* _Textabschnitt_
◆ ◆ ◆ ◆ ◆
November 2006: „Dass durch das Bemühen der Gläubigen und der lebendigen Kräfte der Gesellschaft alte Ketten gesprengt werden, die die Entwicklung des afrikanischen Kontinents behindern“ Kommentar zur Missionsgebetsmeinung des Heiligen Vaters von Kardinal Peter Turkson, Erzbischof von Cape Coast (Ghana)

Samstag, 28 Oktober 2006

Vatikanstadt (Fidesdienst) - Bei der Sondersynode für Afrika im Jahr 1994 hat sich die Weltkirche mit der Kirche in Afrika zusammengetan und einen klaren und gleichsam solidarischen Blick auf den afrikanischen Kontinent geworfen, während man auf die Schwelle zum dritten Jahrtausend zuging. Zum Abschluss der Synode wandten sich die Synodenvater in ihrer „Botschaft“ (Nuntius), und später der Heilige Vater in seinem nachsynodalen apostolischen Schreiben mit einer „Guten Nachricht“ einer „Botschaft der Hoffnung“ an Afrika.
Afrika, an die diese synodale Botschaft der Hoffnung gerichtet war, war dasselbe Afrika, die die Synode als einen „Kontinent voller schlechter Nachrichten“ beschrieben hatte. Die Synode klagte darüber, dass Afrika viele Probleme hatte. Armut, Kriege und Verzweiflung waren allerorten; Afrika schien ein unbedeutendes Anhängsel der Welt, das oft vergessen oder vernachlässigt wurde. (vgl. Ecclesia in Afrika, 40).
Dies war in der Tat das Spiegelbild eines Kontinents, dem es aufgrund zahlreicher Faktoren historischer, kultureller und mentalitätsbedingter, politischer, ökologischer und makro-ökonimischer Art, verwehrt war, den wahren Weg des Friedens und der Entwicklung zu finden. Es handelt sich um ein Bild Afrikas, das diese Erfahrungen nicht kennt, die die Synode als „Tugenden der Evangelisierung“ bezeichnete, wobei insbesondere: Hoffnung, Frieden, Freude, Harmonie, Liebe und Einheit gemeint waren. (vgl. Ecclesia in Africa, 40).
Unter geographischen Gesichtspunkten ist der Nachbar Afrikas die arabische Welt; unter historischen Gesichtspunkten war diese auch die erste, die die Afrikaner versklavte; trotzdem wurde das spätere Ausbluten der Arbeitskräfte Afrikas durch die Versklavung von den Europäern verursacht (vgl. Unesco History of Afrika IV; Hrsg. D.T. Niane, Berkeley 1984, 651).
◆ ◆ ◆ ◆ ◆
* _Ihre Aufgabe_
Beantworten Sie anhand des Kommentars zur Afrikasynode kurz diese Fragen:
(a) In welchem Jahr fand die Sondersynode für Afrika statt?
(b) Als was beschrieb die Synode Afrika?
(c) Wer war laut dem Kommentar der erste, der die Afrikaner versklavte?

(Auszüge aus dem Datensatz)
◆ ◆ ◆ ◆ ◆
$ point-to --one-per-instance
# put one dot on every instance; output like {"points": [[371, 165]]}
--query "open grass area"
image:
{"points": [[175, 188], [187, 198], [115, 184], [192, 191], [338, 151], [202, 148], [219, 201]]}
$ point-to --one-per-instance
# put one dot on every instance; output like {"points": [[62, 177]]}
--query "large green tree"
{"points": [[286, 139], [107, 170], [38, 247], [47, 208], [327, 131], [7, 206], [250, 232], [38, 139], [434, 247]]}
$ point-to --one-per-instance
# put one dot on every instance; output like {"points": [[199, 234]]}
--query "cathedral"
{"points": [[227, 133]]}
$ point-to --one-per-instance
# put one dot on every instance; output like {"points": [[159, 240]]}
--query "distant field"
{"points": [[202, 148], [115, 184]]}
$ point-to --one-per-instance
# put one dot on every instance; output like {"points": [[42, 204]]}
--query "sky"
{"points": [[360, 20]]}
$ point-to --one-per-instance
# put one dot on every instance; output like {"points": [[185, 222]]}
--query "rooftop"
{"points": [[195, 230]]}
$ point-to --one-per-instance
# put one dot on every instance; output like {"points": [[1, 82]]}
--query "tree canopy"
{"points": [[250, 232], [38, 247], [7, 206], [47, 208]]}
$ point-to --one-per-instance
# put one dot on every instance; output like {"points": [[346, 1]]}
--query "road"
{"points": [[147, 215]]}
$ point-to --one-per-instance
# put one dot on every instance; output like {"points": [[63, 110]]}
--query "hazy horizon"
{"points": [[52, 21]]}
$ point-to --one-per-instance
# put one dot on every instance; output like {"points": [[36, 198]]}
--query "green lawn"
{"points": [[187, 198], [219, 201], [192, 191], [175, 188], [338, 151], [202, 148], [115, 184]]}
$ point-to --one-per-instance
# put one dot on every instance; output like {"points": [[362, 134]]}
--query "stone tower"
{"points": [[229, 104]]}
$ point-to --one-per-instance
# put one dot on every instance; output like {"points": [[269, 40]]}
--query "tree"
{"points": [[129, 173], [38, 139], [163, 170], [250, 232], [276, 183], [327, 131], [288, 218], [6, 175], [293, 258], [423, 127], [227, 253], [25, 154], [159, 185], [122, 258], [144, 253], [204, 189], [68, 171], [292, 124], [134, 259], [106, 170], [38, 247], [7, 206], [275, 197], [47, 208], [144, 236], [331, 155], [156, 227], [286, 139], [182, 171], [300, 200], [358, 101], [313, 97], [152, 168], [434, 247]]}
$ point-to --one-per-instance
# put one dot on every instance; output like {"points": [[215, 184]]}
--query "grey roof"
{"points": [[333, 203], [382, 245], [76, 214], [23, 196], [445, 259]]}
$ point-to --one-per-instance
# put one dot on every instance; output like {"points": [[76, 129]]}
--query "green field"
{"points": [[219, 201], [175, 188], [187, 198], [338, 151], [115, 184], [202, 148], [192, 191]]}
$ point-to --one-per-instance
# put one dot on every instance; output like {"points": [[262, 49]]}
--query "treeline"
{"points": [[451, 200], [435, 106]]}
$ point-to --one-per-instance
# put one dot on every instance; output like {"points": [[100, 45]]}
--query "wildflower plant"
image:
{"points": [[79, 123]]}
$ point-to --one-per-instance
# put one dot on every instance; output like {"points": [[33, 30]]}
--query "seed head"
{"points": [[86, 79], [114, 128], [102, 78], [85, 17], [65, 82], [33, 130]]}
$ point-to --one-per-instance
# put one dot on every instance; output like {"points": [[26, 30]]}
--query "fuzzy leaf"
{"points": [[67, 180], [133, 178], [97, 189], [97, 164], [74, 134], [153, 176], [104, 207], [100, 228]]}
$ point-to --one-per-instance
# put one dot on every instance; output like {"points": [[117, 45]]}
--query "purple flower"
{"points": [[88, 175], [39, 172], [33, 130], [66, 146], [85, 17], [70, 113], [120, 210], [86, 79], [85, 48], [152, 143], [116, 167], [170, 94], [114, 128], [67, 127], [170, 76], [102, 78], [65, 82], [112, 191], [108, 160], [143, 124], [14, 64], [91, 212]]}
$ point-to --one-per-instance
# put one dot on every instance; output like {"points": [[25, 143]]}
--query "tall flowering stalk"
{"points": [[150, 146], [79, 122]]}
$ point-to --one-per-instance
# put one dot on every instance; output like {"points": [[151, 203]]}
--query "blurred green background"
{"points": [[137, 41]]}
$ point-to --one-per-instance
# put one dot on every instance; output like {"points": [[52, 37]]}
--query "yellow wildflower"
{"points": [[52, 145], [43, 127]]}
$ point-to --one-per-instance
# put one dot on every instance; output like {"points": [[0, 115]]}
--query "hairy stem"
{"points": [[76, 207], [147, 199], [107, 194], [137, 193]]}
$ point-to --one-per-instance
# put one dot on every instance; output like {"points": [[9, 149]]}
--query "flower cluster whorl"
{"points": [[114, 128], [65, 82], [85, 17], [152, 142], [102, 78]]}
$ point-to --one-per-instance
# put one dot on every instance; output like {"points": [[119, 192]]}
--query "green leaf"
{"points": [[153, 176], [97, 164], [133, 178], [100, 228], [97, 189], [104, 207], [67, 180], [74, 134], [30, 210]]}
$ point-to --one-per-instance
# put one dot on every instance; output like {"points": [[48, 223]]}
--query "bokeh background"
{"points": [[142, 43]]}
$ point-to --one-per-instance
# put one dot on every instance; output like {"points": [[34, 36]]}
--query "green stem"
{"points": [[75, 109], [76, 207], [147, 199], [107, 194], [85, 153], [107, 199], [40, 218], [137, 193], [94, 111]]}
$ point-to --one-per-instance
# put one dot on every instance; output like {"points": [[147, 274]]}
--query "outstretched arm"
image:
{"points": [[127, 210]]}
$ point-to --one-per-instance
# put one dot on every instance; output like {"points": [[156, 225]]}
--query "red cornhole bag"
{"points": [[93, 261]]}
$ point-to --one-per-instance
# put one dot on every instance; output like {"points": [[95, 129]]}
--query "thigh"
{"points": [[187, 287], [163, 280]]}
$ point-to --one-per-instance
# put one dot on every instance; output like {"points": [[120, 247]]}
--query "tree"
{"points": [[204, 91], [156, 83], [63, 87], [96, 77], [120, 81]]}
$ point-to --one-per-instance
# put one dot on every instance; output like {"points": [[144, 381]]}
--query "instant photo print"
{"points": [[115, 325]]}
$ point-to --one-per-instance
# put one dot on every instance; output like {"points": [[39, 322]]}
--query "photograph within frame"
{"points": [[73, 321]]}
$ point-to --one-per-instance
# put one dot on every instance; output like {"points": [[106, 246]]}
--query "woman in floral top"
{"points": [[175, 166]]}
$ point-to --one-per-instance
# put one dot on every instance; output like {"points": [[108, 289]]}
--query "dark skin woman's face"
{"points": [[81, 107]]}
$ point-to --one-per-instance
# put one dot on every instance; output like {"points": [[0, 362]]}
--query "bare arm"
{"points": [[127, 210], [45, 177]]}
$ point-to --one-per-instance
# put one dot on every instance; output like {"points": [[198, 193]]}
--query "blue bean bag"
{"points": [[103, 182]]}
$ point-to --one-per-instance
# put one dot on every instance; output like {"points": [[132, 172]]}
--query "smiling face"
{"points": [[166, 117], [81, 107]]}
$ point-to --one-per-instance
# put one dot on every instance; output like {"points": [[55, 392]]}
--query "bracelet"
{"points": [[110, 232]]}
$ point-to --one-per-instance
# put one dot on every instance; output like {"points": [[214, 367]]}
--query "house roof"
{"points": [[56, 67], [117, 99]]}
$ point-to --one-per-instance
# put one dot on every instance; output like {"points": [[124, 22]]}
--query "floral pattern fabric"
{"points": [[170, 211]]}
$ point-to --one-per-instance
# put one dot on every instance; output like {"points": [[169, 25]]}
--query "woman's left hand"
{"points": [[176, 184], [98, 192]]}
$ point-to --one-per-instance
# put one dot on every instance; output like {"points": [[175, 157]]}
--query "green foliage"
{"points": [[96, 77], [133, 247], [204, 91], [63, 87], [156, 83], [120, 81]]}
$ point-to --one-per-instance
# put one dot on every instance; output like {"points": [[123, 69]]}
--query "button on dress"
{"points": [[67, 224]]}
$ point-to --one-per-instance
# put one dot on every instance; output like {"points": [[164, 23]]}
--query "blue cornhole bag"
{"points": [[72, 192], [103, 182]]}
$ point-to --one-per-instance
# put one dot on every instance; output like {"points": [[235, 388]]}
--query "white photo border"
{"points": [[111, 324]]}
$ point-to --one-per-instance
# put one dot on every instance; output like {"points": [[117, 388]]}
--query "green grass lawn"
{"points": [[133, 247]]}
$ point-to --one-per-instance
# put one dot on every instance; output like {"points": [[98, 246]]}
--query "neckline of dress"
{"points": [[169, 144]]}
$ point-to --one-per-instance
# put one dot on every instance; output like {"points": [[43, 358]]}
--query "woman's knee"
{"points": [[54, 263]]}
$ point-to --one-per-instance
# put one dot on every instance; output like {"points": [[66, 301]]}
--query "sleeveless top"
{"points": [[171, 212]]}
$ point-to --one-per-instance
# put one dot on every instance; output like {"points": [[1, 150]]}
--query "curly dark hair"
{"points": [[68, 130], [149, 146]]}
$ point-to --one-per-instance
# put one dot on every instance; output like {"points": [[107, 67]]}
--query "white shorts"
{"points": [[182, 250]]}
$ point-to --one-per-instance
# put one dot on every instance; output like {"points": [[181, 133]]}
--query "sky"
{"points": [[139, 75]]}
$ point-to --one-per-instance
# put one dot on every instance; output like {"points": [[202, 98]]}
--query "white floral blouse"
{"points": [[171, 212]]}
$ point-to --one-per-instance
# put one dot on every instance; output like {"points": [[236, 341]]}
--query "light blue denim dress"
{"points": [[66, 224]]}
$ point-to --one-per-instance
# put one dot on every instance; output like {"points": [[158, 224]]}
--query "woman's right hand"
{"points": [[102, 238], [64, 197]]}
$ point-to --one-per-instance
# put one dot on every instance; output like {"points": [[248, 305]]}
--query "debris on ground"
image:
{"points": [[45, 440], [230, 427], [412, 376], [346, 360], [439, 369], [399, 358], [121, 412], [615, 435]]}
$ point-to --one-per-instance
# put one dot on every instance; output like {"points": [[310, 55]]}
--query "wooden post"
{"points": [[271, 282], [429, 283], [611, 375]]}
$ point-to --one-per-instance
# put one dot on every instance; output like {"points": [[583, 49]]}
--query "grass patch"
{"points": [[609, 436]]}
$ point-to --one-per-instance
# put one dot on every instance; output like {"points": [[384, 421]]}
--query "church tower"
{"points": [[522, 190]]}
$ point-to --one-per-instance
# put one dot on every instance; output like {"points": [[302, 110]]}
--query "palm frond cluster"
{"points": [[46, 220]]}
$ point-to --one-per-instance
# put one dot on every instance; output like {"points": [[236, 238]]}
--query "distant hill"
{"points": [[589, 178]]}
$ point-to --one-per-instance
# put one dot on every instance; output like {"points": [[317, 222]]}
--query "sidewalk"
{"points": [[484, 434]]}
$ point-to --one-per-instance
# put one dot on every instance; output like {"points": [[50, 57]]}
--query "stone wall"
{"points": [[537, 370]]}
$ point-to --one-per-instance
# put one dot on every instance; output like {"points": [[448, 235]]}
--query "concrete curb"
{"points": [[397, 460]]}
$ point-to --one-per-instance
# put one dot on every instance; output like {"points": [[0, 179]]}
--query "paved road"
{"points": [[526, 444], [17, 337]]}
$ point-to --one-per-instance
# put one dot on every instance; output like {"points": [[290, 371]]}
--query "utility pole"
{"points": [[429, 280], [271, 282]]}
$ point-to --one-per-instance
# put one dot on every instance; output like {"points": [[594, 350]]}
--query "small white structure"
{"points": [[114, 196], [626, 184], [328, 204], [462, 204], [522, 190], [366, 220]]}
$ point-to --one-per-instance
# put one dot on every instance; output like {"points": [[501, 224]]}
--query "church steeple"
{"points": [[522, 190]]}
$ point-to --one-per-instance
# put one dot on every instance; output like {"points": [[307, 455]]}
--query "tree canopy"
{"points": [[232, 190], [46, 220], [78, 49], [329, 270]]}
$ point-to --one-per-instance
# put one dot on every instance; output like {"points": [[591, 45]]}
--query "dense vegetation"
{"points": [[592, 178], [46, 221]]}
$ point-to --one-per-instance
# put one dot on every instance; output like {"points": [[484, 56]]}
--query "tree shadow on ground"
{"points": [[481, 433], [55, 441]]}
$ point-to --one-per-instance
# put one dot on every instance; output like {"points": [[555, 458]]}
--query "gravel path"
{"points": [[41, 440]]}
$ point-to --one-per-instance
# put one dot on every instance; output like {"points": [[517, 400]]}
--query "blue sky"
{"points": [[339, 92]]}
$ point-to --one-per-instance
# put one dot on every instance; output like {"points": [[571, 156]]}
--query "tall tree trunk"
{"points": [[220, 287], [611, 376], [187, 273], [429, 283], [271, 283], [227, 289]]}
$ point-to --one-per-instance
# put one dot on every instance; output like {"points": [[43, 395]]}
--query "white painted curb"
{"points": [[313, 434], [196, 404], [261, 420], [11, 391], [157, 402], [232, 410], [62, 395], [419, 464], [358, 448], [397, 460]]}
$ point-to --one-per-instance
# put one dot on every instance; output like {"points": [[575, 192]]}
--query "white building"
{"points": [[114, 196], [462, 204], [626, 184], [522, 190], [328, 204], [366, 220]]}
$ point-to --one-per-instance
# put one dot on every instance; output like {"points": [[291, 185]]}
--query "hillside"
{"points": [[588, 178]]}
◆ ◆ ◆ ◆ ◆
* _Lösung_
(a) 1994
(b) Als „Kontinent voller schlechter Nachrichten“
(c) Die arabische Welt